Text excerpt
↓

Santa Maria Assunta is a Roman Catholic collegiate church located in the Piazza Alta of the town of Sarnano, province of Macerata, region of Marche, Italy.

History

The brick church was erected in the 13th century; the bell-tower, rising near the apse, dates from the 14th century. The façade has two mullioned windows and a sculpted stone portal, with a bas-relief in the lunette depicting the Assumption of the Madonna.

The interior houses painting depicting a Madonna and Child with Saints by Antonio and Giangentile di Lorenzo, a 15th-century Madonna and Child with Angels by Lorenzo D’Alessandro (father of Antonio and Giangentile), and a Holy Trinity (1530) painted by Paolo Bontulli from Percanestro di Serravalle. It also houses a wooden processional standard depicting the Annunciation and Crucifixion by Giovanni Angelo d'Antonio and a Madonna della Misericordia (1494) by Pietro Alemanno, as well as panels from a polyptych depicting Saints by Niccolò Alunno and 15th-century wooden statues for a presepio or nativity scene by unknown Tyrolese artisans. The crypt also has frescoed dated 1494 by Pietro Alemanno.

↑

Supplied data
↓

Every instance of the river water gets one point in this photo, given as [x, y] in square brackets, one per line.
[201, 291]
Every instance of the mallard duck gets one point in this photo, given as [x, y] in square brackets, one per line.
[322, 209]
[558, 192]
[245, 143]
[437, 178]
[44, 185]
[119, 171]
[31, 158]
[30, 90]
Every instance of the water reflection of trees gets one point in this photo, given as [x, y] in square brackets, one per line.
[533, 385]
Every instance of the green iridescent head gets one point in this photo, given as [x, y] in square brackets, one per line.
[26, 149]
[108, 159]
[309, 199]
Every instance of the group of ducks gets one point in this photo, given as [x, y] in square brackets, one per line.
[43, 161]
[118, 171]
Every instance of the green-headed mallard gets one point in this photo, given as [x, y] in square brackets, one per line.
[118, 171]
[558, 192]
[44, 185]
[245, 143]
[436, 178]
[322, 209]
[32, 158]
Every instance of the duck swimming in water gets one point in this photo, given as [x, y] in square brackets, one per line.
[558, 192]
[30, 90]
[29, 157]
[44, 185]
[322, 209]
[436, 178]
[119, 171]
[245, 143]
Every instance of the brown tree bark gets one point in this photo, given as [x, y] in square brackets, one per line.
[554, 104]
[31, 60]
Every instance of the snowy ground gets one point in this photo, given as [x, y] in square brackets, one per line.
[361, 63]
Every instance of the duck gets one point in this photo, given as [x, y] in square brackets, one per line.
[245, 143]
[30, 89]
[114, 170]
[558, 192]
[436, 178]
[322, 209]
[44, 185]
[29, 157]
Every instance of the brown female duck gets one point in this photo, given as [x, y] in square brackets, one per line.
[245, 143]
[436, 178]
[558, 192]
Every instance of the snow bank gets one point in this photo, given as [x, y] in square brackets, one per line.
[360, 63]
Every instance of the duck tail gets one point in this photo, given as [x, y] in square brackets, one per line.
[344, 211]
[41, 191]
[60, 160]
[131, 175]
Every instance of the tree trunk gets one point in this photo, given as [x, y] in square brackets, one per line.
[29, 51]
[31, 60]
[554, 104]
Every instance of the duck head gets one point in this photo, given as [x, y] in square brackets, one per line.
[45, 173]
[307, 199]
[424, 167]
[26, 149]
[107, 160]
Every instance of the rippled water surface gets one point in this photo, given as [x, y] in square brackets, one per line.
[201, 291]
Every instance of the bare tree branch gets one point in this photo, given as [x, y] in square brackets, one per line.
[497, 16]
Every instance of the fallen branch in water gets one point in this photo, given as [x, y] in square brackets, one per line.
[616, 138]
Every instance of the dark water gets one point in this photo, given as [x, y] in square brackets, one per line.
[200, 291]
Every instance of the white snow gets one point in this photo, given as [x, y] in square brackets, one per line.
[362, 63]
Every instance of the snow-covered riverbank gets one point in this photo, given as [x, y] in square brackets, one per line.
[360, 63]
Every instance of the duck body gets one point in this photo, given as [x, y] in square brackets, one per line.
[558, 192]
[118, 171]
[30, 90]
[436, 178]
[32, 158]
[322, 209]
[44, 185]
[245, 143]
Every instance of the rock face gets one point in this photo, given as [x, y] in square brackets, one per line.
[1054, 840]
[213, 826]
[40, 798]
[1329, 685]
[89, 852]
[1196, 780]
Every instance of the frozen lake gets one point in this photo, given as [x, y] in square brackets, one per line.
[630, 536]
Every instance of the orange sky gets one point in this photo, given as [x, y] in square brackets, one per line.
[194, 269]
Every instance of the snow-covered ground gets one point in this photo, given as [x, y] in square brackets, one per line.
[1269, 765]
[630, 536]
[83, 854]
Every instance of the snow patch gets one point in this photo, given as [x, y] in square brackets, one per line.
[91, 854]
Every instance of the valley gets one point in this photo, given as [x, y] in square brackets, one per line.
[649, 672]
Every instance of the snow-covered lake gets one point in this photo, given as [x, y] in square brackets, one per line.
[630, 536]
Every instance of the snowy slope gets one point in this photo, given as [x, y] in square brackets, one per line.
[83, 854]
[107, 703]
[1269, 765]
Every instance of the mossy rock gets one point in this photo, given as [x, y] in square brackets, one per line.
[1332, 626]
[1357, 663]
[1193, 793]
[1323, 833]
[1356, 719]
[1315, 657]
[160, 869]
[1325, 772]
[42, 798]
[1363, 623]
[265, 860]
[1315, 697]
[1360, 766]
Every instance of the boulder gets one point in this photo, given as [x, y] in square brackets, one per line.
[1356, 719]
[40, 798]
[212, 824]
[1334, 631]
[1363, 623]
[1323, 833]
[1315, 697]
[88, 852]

↑

Actions to take
• a. According to the text on Santa Maria Assunta, from which century does the church's bell-tower date?
• b. From the text on Santa Maria Assunta, copy word for word the part that opens with the words "Santa Maria Assunta" and closes with "of Marche, Italy.".

Results in order
• a. The 14th century.

• b.
Santa Maria Assunta is a Roman Catholic collegiate church located in the Piazza Alta of the town of Sarnano, province of Macerata, region of Marche, Italy.